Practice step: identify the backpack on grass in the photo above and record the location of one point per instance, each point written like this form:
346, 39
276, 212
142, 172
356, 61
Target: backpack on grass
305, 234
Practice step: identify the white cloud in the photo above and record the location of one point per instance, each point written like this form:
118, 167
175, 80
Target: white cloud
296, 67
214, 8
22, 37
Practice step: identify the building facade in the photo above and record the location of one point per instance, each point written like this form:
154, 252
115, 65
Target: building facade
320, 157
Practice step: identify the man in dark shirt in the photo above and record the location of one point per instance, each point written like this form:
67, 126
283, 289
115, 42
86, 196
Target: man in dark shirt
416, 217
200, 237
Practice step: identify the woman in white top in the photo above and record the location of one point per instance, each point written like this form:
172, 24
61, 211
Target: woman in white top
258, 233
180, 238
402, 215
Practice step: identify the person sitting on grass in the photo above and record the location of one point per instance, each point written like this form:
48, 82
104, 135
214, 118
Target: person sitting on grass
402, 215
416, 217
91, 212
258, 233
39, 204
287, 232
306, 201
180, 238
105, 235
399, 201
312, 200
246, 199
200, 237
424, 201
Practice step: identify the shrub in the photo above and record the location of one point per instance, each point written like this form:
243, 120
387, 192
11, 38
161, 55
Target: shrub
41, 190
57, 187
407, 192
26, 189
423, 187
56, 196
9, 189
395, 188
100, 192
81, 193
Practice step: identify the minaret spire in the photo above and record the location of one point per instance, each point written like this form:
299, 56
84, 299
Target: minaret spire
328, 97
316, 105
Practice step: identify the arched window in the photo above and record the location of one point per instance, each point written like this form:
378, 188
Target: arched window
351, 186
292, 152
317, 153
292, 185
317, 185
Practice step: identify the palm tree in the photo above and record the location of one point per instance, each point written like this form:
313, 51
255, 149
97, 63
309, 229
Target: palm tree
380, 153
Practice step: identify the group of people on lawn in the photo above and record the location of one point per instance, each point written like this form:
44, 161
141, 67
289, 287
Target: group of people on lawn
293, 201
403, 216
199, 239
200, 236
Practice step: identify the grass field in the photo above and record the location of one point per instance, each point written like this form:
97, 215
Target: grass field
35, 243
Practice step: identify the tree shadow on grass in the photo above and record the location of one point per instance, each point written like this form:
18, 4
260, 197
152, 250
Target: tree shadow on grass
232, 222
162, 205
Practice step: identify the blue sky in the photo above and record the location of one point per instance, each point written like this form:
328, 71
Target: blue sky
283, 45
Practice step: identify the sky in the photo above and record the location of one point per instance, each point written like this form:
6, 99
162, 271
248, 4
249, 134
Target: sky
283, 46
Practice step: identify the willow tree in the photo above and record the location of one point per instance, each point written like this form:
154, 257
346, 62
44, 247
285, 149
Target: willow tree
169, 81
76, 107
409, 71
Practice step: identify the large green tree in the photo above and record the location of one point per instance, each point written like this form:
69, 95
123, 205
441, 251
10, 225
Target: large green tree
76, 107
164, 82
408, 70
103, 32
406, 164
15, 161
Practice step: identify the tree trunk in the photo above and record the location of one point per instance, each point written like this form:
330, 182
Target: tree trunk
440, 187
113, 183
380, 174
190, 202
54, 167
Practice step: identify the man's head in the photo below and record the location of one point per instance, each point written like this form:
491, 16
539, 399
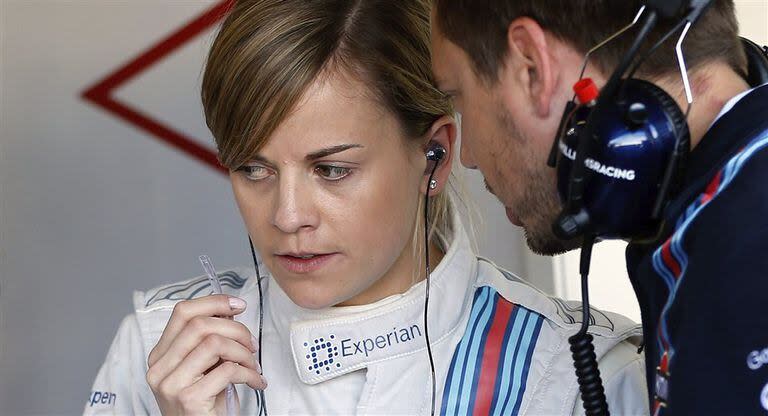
==========
▸ **REQUIRED TASK**
Please filter the material above and copy out every line that contains the string "cloud". Matching is case-sensitive.

▸ **WRITTEN REPLY**
Practice step: identify the white cloud in the photo above and record the location of one point per instance, each point written like this form:
Target: white cloud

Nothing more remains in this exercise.